INPUT DATA
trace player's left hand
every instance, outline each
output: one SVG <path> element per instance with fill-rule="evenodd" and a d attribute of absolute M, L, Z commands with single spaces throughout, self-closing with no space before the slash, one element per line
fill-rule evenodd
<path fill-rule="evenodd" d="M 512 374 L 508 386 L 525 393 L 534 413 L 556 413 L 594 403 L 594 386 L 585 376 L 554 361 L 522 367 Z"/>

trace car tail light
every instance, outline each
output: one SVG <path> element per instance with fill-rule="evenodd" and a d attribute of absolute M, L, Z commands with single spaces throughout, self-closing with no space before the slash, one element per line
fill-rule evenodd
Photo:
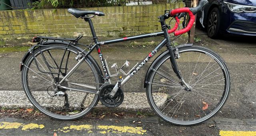
<path fill-rule="evenodd" d="M 32 39 L 32 42 L 40 42 L 40 39 L 37 37 L 37 36 L 35 36 Z"/>

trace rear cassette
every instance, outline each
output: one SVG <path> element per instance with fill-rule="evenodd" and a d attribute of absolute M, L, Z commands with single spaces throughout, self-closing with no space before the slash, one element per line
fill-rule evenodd
<path fill-rule="evenodd" d="M 103 105 L 108 107 L 116 107 L 120 105 L 124 101 L 124 96 L 123 91 L 120 88 L 113 98 L 110 97 L 109 95 L 114 86 L 113 84 L 106 84 L 101 87 L 100 100 Z"/>

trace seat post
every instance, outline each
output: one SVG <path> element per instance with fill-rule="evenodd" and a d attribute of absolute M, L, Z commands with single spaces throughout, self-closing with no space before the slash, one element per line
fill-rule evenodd
<path fill-rule="evenodd" d="M 98 37 L 96 36 L 96 33 L 95 33 L 95 31 L 94 30 L 94 28 L 93 27 L 93 24 L 92 24 L 92 20 L 90 18 L 84 18 L 84 20 L 86 22 L 88 22 L 89 23 L 89 25 L 90 26 L 90 28 L 91 29 L 91 31 L 92 32 L 92 36 L 93 40 L 94 40 L 94 42 L 95 44 L 97 44 L 98 42 Z"/>

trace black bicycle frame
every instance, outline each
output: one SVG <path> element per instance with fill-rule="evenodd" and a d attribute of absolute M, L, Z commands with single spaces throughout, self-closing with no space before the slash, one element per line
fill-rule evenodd
<path fill-rule="evenodd" d="M 170 43 L 170 40 L 169 35 L 167 31 L 167 26 L 165 24 L 165 20 L 164 16 L 160 16 L 160 22 L 161 23 L 162 30 L 162 32 L 153 33 L 148 34 L 143 34 L 141 35 L 131 36 L 129 37 L 125 37 L 122 38 L 118 38 L 114 40 L 106 40 L 105 41 L 99 42 L 98 40 L 98 37 L 96 35 L 94 28 L 93 26 L 93 24 L 92 22 L 92 20 L 90 18 L 84 18 L 84 20 L 86 22 L 88 22 L 89 23 L 89 26 L 92 34 L 93 38 L 92 39 L 94 40 L 95 44 L 92 47 L 91 50 L 87 52 L 86 54 L 84 56 L 86 57 L 88 54 L 90 54 L 92 51 L 95 48 L 97 50 L 98 52 L 99 55 L 99 57 L 101 61 L 101 63 L 102 65 L 102 68 L 104 72 L 104 76 L 105 76 L 106 79 L 108 80 L 110 78 L 110 74 L 108 72 L 108 70 L 106 69 L 106 64 L 105 60 L 104 59 L 103 56 L 102 54 L 101 51 L 100 50 L 101 45 L 106 45 L 112 43 L 115 43 L 120 42 L 122 42 L 124 41 L 127 41 L 130 40 L 135 40 L 137 39 L 142 39 L 146 38 L 155 37 L 157 36 L 160 36 L 164 35 L 164 38 L 163 40 L 161 42 L 150 52 L 148 55 L 140 63 L 140 64 L 136 68 L 134 68 L 132 70 L 131 70 L 130 73 L 129 74 L 130 76 L 127 76 L 123 80 L 122 83 L 122 84 L 125 84 L 139 70 L 140 70 L 141 68 L 142 67 L 144 64 L 148 62 L 151 58 L 152 58 L 156 53 L 158 52 L 162 47 L 164 45 L 166 45 L 167 49 L 169 50 L 170 54 L 171 54 L 170 60 L 172 64 L 172 66 L 174 69 L 174 70 L 177 76 L 180 79 L 182 79 L 182 78 L 180 74 L 178 68 L 177 68 L 176 61 L 175 60 L 175 58 L 174 56 L 174 52 L 172 47 L 171 46 Z M 129 77 L 130 76 L 130 77 Z"/>

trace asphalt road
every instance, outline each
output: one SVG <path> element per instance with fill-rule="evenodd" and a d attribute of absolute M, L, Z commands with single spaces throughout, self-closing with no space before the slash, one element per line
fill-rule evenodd
<path fill-rule="evenodd" d="M 256 116 L 256 43 L 255 40 L 253 38 L 228 38 L 223 37 L 220 39 L 213 40 L 208 38 L 205 33 L 201 30 L 197 30 L 197 34 L 196 36 L 201 39 L 201 41 L 196 44 L 210 48 L 219 53 L 226 61 L 231 76 L 231 89 L 229 98 L 220 111 L 214 116 L 215 118 L 228 118 L 239 119 L 240 120 L 243 120 L 245 119 L 255 119 Z M 102 50 L 103 53 L 105 53 L 105 58 L 109 63 L 109 66 L 111 66 L 111 64 L 118 61 L 119 62 L 118 63 L 118 65 L 121 66 L 126 60 L 130 60 L 132 65 L 136 64 L 146 56 L 152 50 L 151 48 L 141 49 L 124 48 L 115 46 L 105 47 L 102 48 Z M 1 75 L 0 76 L 0 90 L 22 90 L 19 63 L 24 54 L 24 52 L 0 53 L 0 56 L 1 56 L 0 57 L 0 69 L 1 70 L 0 71 L 0 75 Z M 97 57 L 96 54 L 94 56 Z M 152 60 L 151 61 L 152 62 Z M 148 67 L 149 65 L 150 64 L 148 64 L 146 67 Z M 144 68 L 139 74 L 135 76 L 134 79 L 124 87 L 124 91 L 145 92 L 143 84 L 147 69 L 147 68 Z M 1 119 L 0 122 L 4 122 L 3 120 L 4 119 Z M 114 119 L 110 119 L 114 120 Z M 8 121 L 10 122 L 19 122 L 24 124 L 31 123 L 24 119 L 8 120 L 10 120 Z M 96 135 L 102 134 L 100 132 L 105 131 L 108 132 L 108 130 L 111 130 L 106 134 L 140 134 L 138 133 L 129 133 L 128 131 L 124 133 L 116 133 L 116 131 L 118 131 L 113 130 L 114 129 L 110 128 L 106 129 L 106 130 L 103 130 L 103 128 L 97 128 L 99 125 L 130 126 L 133 127 L 139 126 L 142 127 L 142 129 L 146 130 L 146 132 L 144 134 L 149 135 L 170 135 L 174 134 L 181 135 L 217 135 L 220 134 L 220 131 L 222 130 L 256 130 L 255 124 L 247 124 L 244 122 L 243 123 L 235 122 L 230 124 L 226 123 L 218 124 L 214 122 L 210 123 L 205 123 L 194 126 L 184 127 L 173 126 L 165 122 L 142 122 L 141 125 L 138 126 L 138 124 L 133 123 L 131 120 L 121 120 L 121 122 L 116 122 L 108 120 L 84 118 L 74 122 L 64 122 L 53 120 L 48 118 L 43 118 L 42 121 L 35 120 L 31 122 L 38 124 L 44 124 L 45 126 L 44 128 L 25 131 L 22 130 L 22 127 L 19 127 L 17 129 L 1 130 L 1 127 L 0 126 L 1 133 L 0 134 L 52 135 L 54 132 L 56 132 L 62 135 L 69 135 L 71 134 Z M 78 130 L 75 129 L 70 129 L 70 125 L 78 125 L 80 124 L 91 125 L 92 130 Z M 216 126 L 209 127 L 209 126 L 211 126 L 212 124 L 215 124 Z M 60 131 L 65 127 L 68 127 L 69 128 L 67 129 L 68 130 L 67 130 L 70 131 L 65 133 L 64 131 Z M 108 128 L 106 126 L 106 127 Z M 58 130 L 59 128 L 60 130 Z M 88 133 L 88 131 L 90 132 Z M 113 131 L 115 132 L 113 132 Z M 140 132 L 141 132 L 141 131 Z M 72 133 L 69 133 L 70 132 Z"/>

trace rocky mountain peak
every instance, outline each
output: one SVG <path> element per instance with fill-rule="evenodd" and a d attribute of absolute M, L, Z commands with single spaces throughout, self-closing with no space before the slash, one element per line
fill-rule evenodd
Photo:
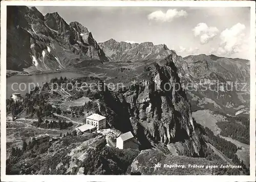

TO DO
Put the stretch from the line containing "trace car tail light" through the line containing "32 39 L 32 42" into a two-column CSV headed text and answer, with each answer in the same row as the text it goes with. Quote every field, turn line breaks into spaces, and leave the picture out.

EXPECTED ANSWER
text,answer
"trace car tail light every instance, outline each output: one SVG <path> element per instance with fill-rule=""evenodd"" and a d attribute of absolute M, L, Z commands with single spaces throughout, self-closing with no space before the slash, one element per line fill-rule evenodd Photo:","<path fill-rule=""evenodd"" d=""M 32 39 L 32 42 L 40 42 L 40 39 L 37 37 L 37 36 L 35 36 Z""/>"